What you need to do:
1 – Summarize the article on Emma Leibow and the NF Hope Concert in two sentences.
2 – Carry on the article about Emma Leibow and the NF Hope Concert, beginning after its last sentence.

Selected passage:
◆ ◆ ◆ ◆

Whatever your age or stage of life, you can always ask yourself: What do you want to be when you grow up? Or grow older?

Try this aspiration: Be like a 9-year-old girl — specifically, this 9-year-old girl.

“I just powered through it,” says Emma Leibow, who, at her tender age, has indeed powered through 16 MRIs revealing around 30 tumors in her little body, triggered by her genetic disorder, neurofibromatosis, which causes tumors to grow randomly and frequently.

Seated beside Emma at a Henderson Coffee Bean and Tea Leaf, where she is up, down, in and out of her chair — as any rambunctious 9-year-old would be — her dad, former Jersey Boys co-star Jeff Leibow, gazes admiringly at his daughter.

“One thing I’ve learned is how generous the performing community in this town is. I’ve always been floored by it.” — Jeff Leibow

“Watching her say something like that,” he says, “will get me all the way through Oct. 21.” That’s the date for his eighth annual NF Hope Concert to battle neurofibromatosis. Hosted by Chet Buchanan of KLUC 98.5-FM, at the Palazzo Theatre, it’s a passion project for Leibow and his wife, Melody, who are producers, directors and overall maestros for the Vegas guest headliners.

“We started out with maybe a hundred people in the audience,” says Melody, a onetime professional singer, about the inaugural 2011 production in the showroom at the former Las Vegas Hilton (now Westgate Las Vegas). “Now we’re up to about 600 people. Our first year we might have raised about $6,800 and last year we were over $100,000. Every year it surprises us how many people here wrap their arms around us and come out and donate.” (Ultimate goal: topping $1 million by 2020.)

Donations go to battling neurofibromatosis, a prevalent but little-known disease — dubbed NF for short — that affects one in every 2,500 births in the United States, totaling around 128,000 cases currently. That makes it more common than hereditary muscular dystrophy, cystic fibrosis, Huntington’s disease and Tay-Sachs combined.

Among the performers scheduled to join the fight this year: Clint Holmes, Mo5aic, Human Nature, the Bronx Wanderers, Earl Turner, Finding Faith, Grammy winners All-4-One, Nicole Pryor and the Las Vegas Academy Choir. 

“One thing I’ve learned is how generous the performing community in this town is,” says Jeff, who portrayed Nick Massi of The Four Seasons in the Vegas version of Jersey Boys for around 2,800 performances, from the musical’s 2008 debut until he departed in 2014. “I’ve always been floored by it.”

Also on the concert bill: Emma’s mom and dad, who have become “the point of contact” for Nevada neurofibromatosis families via their visibility at concerts and dedication to the cause. (As development director of the national Neurofibromatosis Network, Jeff is also overseeing concerts in Chicago and New York.)

◆ ◆ ◆ ◆

Available data:
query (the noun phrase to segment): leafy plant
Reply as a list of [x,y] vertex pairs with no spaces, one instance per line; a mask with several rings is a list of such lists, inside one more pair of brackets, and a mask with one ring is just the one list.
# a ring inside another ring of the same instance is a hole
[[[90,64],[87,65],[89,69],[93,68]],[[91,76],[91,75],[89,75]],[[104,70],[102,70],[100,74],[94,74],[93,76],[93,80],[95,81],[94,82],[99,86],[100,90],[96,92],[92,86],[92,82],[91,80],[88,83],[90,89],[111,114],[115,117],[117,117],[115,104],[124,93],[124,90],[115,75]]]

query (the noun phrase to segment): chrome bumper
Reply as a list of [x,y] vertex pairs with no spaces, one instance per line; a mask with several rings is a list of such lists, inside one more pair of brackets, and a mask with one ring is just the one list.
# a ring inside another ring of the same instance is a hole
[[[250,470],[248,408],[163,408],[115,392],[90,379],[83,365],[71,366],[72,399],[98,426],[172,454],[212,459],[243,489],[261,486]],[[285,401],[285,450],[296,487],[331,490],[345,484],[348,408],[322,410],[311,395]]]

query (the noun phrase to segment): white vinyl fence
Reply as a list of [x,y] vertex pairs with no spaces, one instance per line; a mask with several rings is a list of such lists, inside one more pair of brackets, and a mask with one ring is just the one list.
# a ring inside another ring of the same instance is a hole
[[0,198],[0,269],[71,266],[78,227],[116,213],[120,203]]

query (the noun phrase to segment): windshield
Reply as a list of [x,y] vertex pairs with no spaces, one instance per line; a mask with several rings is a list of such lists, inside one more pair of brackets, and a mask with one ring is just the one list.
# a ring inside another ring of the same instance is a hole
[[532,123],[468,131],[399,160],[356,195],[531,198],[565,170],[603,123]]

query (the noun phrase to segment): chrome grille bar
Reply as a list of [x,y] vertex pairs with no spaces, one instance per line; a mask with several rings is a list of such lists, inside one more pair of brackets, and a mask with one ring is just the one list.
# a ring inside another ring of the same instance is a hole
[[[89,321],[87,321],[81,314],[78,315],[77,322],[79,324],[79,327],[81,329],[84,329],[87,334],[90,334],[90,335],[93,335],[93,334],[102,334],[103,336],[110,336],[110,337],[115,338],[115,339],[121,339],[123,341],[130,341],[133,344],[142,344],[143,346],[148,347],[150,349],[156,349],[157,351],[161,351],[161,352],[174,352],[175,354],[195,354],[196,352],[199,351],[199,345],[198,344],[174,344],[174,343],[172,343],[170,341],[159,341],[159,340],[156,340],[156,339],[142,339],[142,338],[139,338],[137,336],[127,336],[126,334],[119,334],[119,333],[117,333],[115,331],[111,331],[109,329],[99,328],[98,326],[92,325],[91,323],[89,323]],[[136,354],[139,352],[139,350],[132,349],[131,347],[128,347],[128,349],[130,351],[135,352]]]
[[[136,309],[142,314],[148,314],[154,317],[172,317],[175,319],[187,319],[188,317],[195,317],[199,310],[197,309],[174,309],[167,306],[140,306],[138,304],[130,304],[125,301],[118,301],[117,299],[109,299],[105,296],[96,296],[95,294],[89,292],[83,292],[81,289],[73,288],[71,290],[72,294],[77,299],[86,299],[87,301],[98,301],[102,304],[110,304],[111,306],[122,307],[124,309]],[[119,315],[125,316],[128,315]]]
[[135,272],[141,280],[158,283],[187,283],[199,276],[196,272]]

◆ ◆ ◆ ◆

Solved tasks:
1 – Jeff and Melody Leibow, whose 9-year-old daughter Emma has neurofibromatosis, produce and direct the annual NF Hope Concert. The concert has grown from about a hundred audience members and roughly $6,800 raised in 2011 to about 600 people and over $100,000 last year, with this year's show set for Oct. 21 at the Palazzo Theatre.

2 –
 “We just want to be there for the community and help them the way they’ve helped us,” Melody says about the bond that’s developed between them and Nevada NF families.  They don’t do it alone, though.  “We partner with the Nevada Childhood Cancer Foundation because under their umbrella is NF,” Jeff adds. “We want to help them do as much as they can.”

Jeff, Emma and Melody Leibow

Jeff, Emma and Melody Leibow stroll their Henderson neighborhood on Friday, Oct. 12, 2018,. (Sam Morris/Las Vegas News Bureau)

Spunky Emma Leibow — who hasn’t yet decided if she wants to grow up to be a culinary chef, a circus performer or any of “too many things, I’ve lost track”— has become the face of this local fund-raiser to deal with a disease that erects multiple medical roadblocks: Severity of the disorder increases over time. There is no direct treatment. There is no cure. Emma was diagnosed at 9 months old, essentially making this a lifelong struggle. Not that you’d notice.

“Emma, you want to show off?” her dad asks, and his daughter rolls up her sleeve to reveal a small telltale sign of the disease – a light brown, birthmark-like splotch called a “café au lait spot.” Learning and attention deficit disorders are also symptoms, as well as darker consequences including deafness, cancer and even death.

Disfigurement is also possible, with some rare patients, as Jeff notes, “covered from head to toe in tumors” or even rendered immobile. Emma’s many tumors have mostly been internal — but still particularly onerous on a pre-pubescent girl. “Earlier this year we discovered a new tumor in her optic nerve, and we discovered one on her cerebellum,” Jeff says. “It’s one out of every three (doctor) visits we discover something new” when they go to Children’s Hospital Los Angeles. No Nevada facility is solely dedicated to neurofibromatosis.

“The tumor they found on her brain we just had to monitor. Sometimes it’s just a waiting game,” Melody explains. “She had surgery on her leg because we noticed her hips were completely off. We had an MRI and discovered tumors on her left leg. But they don’t remove the tumors. Thy are too integrated into the body, wrapped around the nerves and the muscles.”

Coping with the medical challenge — and its steep expenses — sidetracked Jeff from his performing career, as he now works in audiovisual sales for Encore Events Technologies. Though he would love to return to the stage, he notes that “this industry has its ups and downs. When you’re alone or it’s just a couple and there’s nothing to face other than normal life, you can take that ride. But when you have a child with a special need, you don’t have that luxury.”

Fear not — there’s still a ham in the fam. “I saw my friend Mr. Clint,” Emma says about a previous show, referring to the singer otherwise known as Mr. Holmes, who, midway through “This Nearly Was Mine” from South Pacific, found himself with a partner. “I decided to go up on stage and dance with him.”

Tumors be damned — the kid’s indefatigable. “If anything blocks your way, just know that it can’t block your dreams,” she says about advice she gives fellow NF battlers.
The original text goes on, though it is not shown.